WHAT THE TASK REQUIRES
Within the listing below, show every line that contains the word "white".
(DATA FOR THIS TASK Opens)
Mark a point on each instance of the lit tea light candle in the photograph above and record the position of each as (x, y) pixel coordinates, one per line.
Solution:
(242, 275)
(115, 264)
(DATA FOR THIS TASK Closes)
(DATA FOR THIS TASK Opens)
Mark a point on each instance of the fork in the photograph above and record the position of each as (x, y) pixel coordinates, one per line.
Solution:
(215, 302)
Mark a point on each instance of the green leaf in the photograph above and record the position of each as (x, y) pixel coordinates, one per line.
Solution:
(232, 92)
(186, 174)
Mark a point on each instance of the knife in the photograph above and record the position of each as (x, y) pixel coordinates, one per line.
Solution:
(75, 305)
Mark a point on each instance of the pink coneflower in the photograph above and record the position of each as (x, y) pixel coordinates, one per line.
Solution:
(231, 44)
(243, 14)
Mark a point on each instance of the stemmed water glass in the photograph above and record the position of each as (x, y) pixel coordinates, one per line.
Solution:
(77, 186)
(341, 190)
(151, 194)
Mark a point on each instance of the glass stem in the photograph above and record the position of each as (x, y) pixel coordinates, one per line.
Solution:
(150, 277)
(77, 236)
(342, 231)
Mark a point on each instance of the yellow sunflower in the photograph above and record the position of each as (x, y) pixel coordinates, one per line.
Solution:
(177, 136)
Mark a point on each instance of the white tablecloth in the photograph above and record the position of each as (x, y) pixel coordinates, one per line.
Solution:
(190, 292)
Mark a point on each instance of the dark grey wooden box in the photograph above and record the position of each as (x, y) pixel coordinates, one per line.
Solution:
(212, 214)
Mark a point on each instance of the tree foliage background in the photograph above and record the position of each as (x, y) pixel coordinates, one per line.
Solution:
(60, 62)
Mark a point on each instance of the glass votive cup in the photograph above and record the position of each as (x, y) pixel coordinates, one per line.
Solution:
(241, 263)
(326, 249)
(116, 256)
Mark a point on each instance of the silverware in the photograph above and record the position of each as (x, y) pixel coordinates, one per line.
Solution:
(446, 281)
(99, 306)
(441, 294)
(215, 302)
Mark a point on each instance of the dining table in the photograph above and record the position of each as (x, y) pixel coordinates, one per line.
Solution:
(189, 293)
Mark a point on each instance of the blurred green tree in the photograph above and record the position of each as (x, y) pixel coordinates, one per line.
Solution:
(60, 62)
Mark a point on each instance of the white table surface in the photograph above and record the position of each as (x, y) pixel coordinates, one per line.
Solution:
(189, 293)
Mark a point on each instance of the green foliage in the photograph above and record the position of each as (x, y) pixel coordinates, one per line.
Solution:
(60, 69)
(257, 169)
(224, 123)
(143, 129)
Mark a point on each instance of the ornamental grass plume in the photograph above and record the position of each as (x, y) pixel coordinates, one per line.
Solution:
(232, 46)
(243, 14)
(DATA FOR THIS TASK Closes)
PROBLEM SOLUTION
Mark a point on each instance of the white tablecloth in the photograph above and record the position of each as (x, y) pixel coordinates, one per line.
Mark a point on each instance of the white table surface in the photograph above and record the position of each as (x, y) pixel coordinates, one per line.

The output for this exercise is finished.